Collect every line in the records below that contains the word "window", copying each one in full. Case counts.

EXERCISE MATERIAL:
------------

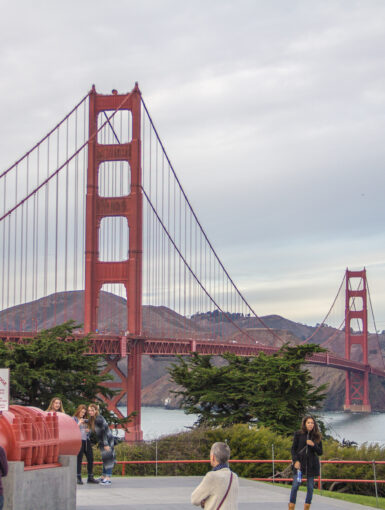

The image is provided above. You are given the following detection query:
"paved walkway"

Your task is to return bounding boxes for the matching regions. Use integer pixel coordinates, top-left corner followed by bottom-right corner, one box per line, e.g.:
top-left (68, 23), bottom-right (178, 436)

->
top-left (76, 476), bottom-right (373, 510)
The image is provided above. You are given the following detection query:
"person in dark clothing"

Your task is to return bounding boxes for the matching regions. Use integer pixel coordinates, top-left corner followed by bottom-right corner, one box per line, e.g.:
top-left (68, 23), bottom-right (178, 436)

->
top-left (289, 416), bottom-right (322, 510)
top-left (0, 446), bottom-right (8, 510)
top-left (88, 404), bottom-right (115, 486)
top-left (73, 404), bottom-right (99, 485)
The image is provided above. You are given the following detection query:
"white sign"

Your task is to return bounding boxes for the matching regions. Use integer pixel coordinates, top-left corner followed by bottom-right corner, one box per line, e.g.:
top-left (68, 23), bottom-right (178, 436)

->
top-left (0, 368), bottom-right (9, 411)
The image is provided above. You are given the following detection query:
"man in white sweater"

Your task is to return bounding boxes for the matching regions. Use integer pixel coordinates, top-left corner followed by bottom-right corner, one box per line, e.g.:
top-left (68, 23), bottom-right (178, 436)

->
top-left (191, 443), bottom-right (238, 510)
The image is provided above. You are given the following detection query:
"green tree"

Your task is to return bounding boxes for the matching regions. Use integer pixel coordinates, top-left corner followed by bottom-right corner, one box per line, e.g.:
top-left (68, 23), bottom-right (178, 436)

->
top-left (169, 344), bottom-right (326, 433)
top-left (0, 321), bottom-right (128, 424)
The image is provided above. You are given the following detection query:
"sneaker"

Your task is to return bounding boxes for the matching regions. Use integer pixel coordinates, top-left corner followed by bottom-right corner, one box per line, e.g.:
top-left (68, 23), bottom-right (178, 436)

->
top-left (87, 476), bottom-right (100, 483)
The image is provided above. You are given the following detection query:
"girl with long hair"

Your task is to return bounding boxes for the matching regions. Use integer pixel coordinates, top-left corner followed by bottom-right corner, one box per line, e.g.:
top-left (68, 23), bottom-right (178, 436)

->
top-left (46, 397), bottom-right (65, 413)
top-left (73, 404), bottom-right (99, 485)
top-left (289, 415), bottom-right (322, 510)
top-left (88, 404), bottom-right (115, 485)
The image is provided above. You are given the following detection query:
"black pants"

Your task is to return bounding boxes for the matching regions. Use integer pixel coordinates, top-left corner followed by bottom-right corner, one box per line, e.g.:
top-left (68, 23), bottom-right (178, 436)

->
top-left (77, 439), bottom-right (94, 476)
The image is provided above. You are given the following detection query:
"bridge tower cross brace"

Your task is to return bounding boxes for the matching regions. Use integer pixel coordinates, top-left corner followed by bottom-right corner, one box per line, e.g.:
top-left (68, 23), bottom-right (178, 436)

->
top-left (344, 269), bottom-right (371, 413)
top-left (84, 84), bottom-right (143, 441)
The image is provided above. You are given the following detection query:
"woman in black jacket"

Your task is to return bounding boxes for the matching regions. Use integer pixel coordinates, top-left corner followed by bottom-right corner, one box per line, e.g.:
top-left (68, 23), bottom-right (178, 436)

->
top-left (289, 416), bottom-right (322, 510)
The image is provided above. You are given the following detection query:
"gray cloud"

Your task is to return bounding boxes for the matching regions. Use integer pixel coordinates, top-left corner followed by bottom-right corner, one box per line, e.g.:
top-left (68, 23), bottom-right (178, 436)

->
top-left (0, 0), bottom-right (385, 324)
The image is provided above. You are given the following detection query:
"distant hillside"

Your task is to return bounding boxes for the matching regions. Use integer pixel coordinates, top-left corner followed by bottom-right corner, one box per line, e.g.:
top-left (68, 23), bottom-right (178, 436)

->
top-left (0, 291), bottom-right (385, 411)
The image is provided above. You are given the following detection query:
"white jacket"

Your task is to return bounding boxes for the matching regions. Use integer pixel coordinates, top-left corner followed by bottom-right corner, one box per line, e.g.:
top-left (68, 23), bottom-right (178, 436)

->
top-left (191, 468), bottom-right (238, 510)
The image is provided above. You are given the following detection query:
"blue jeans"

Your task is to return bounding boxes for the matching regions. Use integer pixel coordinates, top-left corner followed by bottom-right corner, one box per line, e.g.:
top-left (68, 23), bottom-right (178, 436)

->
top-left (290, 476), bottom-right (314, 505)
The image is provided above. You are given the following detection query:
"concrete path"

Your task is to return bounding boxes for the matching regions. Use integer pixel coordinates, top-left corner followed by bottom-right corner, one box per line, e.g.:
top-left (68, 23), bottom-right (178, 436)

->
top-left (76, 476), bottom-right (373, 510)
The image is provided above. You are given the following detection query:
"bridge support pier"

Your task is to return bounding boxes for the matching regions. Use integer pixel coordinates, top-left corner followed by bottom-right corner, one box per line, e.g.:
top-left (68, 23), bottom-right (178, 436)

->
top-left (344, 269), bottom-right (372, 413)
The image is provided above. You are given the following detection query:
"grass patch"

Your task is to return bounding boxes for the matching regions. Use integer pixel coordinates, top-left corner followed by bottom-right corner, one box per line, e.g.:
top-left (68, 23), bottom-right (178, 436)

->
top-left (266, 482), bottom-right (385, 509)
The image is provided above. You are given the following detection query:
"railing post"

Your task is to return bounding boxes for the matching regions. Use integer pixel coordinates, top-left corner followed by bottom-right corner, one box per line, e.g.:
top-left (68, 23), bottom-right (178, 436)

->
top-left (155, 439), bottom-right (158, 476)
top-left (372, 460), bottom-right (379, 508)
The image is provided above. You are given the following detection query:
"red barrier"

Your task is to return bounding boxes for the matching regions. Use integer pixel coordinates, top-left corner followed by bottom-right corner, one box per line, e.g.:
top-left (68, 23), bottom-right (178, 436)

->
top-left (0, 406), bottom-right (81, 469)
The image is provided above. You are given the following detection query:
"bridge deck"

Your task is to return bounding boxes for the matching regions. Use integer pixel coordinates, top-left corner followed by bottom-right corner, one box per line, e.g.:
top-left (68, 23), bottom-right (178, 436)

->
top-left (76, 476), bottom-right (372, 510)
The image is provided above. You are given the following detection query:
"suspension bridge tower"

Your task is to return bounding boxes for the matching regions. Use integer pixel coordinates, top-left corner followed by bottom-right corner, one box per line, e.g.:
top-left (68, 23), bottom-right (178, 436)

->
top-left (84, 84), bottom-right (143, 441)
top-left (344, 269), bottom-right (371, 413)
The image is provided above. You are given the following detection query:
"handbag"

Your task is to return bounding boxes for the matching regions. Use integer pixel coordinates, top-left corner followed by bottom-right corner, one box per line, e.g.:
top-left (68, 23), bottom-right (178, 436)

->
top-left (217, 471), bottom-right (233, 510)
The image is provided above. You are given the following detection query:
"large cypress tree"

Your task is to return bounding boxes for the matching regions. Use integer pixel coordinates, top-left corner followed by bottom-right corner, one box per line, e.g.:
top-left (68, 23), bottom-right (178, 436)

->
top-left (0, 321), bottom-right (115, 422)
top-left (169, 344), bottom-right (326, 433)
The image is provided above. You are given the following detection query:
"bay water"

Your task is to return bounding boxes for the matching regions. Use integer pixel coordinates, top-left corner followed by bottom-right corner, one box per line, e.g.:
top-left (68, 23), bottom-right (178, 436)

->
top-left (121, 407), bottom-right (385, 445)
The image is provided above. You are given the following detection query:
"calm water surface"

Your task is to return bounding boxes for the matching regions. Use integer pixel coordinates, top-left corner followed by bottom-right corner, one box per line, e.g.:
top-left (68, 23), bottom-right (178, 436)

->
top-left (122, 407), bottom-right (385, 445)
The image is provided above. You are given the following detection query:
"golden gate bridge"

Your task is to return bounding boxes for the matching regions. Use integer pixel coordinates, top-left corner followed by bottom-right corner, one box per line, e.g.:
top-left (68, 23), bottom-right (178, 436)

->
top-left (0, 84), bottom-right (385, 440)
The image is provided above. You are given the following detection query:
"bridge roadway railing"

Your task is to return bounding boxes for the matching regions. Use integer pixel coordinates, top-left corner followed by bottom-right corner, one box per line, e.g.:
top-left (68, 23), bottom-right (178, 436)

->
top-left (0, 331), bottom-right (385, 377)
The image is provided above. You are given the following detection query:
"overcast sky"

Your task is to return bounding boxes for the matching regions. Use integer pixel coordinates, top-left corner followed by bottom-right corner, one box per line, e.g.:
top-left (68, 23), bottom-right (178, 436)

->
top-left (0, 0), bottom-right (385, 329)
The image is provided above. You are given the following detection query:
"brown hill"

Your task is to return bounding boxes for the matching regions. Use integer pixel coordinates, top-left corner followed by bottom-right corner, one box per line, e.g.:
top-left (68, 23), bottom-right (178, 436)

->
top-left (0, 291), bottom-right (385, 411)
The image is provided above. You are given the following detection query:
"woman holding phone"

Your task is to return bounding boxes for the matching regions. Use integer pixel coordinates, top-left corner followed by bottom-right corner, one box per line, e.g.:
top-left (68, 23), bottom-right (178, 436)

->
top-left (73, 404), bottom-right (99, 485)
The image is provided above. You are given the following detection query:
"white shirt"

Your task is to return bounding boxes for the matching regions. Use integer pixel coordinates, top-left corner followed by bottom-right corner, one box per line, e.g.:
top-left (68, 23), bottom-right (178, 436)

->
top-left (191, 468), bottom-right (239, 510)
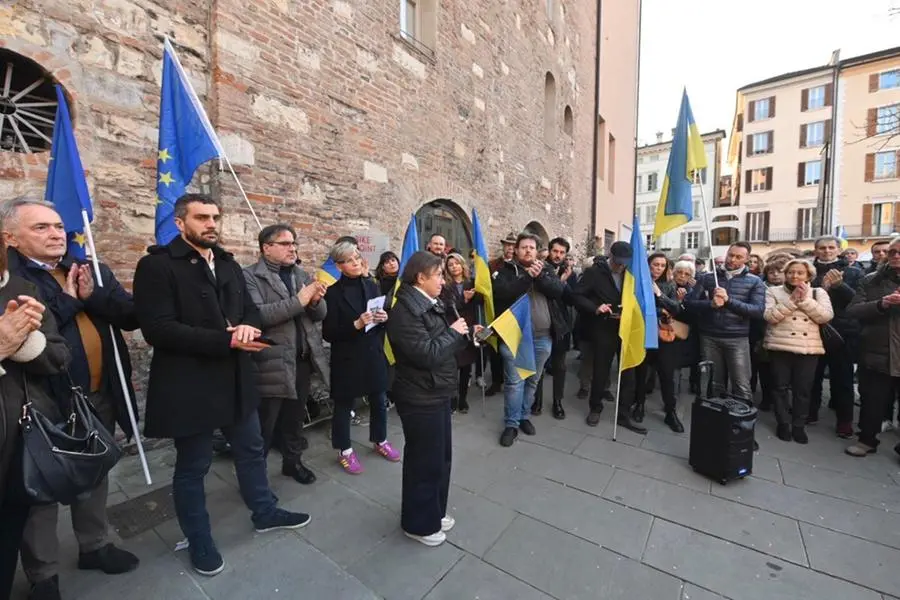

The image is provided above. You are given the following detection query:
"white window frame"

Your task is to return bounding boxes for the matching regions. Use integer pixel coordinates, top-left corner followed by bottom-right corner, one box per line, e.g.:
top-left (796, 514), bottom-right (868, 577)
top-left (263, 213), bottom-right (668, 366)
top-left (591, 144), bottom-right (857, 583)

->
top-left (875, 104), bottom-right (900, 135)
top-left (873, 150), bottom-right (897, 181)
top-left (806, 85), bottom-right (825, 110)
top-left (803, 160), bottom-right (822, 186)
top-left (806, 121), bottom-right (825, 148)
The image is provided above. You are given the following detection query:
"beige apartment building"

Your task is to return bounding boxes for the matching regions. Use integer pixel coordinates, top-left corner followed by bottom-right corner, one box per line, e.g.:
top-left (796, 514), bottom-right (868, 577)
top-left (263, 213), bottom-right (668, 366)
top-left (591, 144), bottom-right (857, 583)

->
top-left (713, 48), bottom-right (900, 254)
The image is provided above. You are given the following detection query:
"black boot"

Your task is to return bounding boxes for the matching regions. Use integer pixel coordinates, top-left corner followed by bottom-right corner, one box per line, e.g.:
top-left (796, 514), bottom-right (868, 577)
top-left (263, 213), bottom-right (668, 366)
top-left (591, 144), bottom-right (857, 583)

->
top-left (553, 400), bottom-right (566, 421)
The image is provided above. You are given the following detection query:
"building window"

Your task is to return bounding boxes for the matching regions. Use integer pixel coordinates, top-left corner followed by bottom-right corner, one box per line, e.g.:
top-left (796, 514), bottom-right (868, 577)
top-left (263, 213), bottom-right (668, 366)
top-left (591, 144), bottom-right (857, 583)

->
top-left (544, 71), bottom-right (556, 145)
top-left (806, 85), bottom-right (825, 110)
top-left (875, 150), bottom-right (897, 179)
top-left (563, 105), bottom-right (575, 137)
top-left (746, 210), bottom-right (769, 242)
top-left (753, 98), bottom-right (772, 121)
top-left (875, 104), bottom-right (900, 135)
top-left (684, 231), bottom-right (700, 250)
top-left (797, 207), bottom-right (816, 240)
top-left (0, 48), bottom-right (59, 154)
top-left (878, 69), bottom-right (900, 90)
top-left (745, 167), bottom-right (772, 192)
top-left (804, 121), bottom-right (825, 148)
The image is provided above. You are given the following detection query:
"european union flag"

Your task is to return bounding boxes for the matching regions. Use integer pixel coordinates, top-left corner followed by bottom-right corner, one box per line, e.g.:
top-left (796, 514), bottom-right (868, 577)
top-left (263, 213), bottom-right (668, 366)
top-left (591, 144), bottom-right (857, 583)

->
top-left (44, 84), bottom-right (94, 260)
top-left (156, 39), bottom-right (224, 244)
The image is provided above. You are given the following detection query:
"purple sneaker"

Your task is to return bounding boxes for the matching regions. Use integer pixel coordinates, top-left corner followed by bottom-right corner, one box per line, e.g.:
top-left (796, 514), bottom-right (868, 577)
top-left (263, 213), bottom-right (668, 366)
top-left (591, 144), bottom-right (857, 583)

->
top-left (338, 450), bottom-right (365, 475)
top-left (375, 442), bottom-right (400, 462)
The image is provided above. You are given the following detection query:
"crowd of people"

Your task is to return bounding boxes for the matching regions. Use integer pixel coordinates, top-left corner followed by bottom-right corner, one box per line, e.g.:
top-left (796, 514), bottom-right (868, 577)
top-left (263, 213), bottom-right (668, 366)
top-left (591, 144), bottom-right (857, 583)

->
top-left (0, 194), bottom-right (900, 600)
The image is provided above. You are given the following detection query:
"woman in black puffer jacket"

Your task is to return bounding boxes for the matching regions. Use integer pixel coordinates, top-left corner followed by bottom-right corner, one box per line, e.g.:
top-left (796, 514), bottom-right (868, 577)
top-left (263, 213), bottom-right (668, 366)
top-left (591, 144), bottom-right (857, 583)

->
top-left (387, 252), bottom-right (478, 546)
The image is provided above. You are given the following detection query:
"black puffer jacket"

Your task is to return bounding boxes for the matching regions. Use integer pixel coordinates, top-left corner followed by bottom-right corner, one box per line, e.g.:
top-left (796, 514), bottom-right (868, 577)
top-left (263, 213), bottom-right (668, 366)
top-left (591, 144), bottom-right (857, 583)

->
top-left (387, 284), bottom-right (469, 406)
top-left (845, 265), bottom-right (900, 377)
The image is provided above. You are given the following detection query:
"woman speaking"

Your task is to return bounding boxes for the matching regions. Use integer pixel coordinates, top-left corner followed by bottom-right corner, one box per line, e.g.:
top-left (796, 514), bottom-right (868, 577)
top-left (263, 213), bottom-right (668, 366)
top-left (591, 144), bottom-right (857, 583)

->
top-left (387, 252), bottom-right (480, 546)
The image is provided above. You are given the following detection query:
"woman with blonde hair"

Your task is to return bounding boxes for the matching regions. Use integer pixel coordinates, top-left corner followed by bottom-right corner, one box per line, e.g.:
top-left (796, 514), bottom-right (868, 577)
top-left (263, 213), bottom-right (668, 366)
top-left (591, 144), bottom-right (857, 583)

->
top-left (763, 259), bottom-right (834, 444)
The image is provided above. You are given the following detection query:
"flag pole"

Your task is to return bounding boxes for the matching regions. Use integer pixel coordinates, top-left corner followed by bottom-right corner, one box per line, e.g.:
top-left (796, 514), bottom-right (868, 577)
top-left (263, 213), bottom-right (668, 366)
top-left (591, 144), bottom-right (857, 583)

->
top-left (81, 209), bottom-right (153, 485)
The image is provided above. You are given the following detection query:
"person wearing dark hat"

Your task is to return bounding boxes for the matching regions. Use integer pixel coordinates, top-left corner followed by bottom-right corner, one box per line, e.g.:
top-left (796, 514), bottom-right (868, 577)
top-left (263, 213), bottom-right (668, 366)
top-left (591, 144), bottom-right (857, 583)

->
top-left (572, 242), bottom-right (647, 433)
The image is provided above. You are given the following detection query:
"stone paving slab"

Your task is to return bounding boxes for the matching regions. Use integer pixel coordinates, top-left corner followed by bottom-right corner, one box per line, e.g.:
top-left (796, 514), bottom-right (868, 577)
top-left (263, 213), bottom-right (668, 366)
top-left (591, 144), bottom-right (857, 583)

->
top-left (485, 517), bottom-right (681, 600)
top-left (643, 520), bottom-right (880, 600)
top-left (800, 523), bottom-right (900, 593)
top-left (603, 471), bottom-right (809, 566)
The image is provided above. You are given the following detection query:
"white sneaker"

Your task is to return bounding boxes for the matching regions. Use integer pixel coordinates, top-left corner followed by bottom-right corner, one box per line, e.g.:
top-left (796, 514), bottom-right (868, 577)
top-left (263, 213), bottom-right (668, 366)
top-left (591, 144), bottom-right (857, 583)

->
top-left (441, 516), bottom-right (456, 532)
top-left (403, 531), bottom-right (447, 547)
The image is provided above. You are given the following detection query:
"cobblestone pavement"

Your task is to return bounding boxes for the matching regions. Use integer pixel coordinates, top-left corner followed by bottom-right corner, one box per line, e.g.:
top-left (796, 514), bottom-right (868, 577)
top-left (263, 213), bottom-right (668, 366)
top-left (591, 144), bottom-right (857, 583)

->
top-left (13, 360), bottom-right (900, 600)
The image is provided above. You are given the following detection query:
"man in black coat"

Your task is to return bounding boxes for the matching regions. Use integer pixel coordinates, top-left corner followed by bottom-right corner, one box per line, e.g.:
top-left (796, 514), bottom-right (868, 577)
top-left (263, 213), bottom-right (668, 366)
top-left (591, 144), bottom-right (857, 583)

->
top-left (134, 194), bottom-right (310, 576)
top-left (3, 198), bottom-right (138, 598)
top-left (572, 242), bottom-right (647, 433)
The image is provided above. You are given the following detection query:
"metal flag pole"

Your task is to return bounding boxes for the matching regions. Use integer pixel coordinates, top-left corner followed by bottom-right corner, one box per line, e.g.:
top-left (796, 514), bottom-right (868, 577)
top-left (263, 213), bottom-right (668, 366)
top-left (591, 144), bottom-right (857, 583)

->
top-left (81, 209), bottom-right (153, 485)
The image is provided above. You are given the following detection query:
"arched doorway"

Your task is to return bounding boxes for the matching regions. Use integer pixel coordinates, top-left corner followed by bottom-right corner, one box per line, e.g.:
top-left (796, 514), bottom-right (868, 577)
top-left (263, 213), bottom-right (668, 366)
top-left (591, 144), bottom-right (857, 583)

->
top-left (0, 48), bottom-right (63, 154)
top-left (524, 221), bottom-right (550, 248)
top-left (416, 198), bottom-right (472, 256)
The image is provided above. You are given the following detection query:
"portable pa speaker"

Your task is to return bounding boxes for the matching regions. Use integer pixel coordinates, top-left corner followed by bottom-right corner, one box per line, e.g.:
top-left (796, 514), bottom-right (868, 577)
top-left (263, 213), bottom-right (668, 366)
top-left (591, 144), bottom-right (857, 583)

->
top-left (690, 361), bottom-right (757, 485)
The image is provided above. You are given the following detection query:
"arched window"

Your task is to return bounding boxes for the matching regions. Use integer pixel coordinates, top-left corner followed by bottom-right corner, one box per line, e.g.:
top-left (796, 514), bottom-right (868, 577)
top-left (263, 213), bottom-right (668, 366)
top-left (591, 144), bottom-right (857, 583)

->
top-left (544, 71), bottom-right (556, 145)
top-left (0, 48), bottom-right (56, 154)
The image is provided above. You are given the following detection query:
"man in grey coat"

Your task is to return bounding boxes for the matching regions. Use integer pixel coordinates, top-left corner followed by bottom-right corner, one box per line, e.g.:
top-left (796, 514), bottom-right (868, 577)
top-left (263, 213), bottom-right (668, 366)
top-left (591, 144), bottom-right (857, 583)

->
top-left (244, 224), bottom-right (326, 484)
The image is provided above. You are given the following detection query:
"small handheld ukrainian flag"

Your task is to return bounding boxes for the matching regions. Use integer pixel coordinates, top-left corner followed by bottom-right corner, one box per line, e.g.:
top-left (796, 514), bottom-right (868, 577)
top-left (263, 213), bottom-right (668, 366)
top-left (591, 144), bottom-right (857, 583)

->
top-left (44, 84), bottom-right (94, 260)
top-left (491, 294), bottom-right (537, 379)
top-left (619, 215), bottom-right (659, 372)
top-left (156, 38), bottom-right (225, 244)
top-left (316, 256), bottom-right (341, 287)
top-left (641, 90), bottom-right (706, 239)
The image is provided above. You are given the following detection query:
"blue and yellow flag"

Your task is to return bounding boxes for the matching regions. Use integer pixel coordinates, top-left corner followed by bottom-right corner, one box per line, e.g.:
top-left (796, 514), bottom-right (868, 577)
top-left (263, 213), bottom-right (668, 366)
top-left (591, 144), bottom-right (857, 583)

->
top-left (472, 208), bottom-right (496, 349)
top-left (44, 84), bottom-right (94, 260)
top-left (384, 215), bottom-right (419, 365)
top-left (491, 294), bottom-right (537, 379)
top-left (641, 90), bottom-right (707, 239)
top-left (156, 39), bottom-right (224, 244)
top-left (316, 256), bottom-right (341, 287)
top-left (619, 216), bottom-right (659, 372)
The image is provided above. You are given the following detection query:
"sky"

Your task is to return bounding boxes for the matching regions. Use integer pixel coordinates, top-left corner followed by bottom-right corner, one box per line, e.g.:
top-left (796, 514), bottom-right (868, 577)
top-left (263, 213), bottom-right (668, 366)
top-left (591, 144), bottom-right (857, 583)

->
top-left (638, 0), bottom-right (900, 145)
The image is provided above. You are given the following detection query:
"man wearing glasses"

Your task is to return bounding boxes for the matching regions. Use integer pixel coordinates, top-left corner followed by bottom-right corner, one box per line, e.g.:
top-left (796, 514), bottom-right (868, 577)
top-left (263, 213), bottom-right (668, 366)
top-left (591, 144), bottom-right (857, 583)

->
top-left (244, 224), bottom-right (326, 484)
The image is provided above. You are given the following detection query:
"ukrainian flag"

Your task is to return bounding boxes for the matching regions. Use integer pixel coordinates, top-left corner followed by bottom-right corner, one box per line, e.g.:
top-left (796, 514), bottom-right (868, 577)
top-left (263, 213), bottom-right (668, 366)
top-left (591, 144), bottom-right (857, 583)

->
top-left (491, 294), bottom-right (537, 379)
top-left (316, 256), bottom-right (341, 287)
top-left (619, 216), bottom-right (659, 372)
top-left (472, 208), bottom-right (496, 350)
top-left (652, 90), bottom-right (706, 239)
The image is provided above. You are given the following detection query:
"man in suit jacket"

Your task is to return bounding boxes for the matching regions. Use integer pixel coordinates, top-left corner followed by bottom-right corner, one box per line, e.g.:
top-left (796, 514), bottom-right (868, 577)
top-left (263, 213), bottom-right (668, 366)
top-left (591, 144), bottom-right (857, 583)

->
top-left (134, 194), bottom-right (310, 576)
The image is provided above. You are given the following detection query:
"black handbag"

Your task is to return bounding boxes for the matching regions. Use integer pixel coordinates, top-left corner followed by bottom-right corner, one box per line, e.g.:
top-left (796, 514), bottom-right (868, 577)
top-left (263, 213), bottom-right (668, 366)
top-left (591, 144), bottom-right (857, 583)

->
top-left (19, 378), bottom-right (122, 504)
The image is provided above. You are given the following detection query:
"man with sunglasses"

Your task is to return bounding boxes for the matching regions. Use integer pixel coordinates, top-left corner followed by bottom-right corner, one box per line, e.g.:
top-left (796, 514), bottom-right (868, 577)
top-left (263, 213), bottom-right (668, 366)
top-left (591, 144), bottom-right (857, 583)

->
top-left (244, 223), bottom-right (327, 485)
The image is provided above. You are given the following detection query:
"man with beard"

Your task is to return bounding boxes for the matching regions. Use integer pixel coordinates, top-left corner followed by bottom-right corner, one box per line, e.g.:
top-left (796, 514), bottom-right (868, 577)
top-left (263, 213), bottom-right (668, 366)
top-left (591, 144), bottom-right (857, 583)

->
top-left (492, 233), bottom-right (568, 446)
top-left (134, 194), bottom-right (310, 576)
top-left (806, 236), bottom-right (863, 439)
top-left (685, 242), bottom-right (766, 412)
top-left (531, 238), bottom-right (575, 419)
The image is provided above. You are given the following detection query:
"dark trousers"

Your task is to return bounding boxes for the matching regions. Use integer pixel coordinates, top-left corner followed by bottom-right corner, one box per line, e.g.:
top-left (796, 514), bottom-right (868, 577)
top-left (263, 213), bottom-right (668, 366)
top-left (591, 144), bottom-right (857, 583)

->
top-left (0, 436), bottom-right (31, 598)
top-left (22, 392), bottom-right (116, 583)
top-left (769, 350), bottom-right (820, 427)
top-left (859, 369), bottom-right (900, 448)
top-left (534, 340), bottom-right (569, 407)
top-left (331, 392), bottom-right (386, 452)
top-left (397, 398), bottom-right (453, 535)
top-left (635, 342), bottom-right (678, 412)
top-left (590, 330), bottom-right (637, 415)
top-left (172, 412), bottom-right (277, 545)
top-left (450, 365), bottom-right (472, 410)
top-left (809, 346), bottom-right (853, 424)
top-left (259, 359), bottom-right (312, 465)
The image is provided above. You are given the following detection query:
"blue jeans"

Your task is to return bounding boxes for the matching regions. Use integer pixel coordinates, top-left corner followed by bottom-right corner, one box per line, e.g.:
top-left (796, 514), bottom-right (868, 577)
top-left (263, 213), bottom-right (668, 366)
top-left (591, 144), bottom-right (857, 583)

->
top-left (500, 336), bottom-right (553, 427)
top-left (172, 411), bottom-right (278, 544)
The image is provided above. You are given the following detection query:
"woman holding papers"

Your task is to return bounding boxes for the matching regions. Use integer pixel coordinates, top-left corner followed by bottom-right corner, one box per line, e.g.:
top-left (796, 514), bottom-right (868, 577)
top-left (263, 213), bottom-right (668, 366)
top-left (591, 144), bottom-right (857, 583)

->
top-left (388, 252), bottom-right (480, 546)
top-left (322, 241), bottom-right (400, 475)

------------

OUTPUT OF THE TASK:
"white window frame"
"building window"
"arched window"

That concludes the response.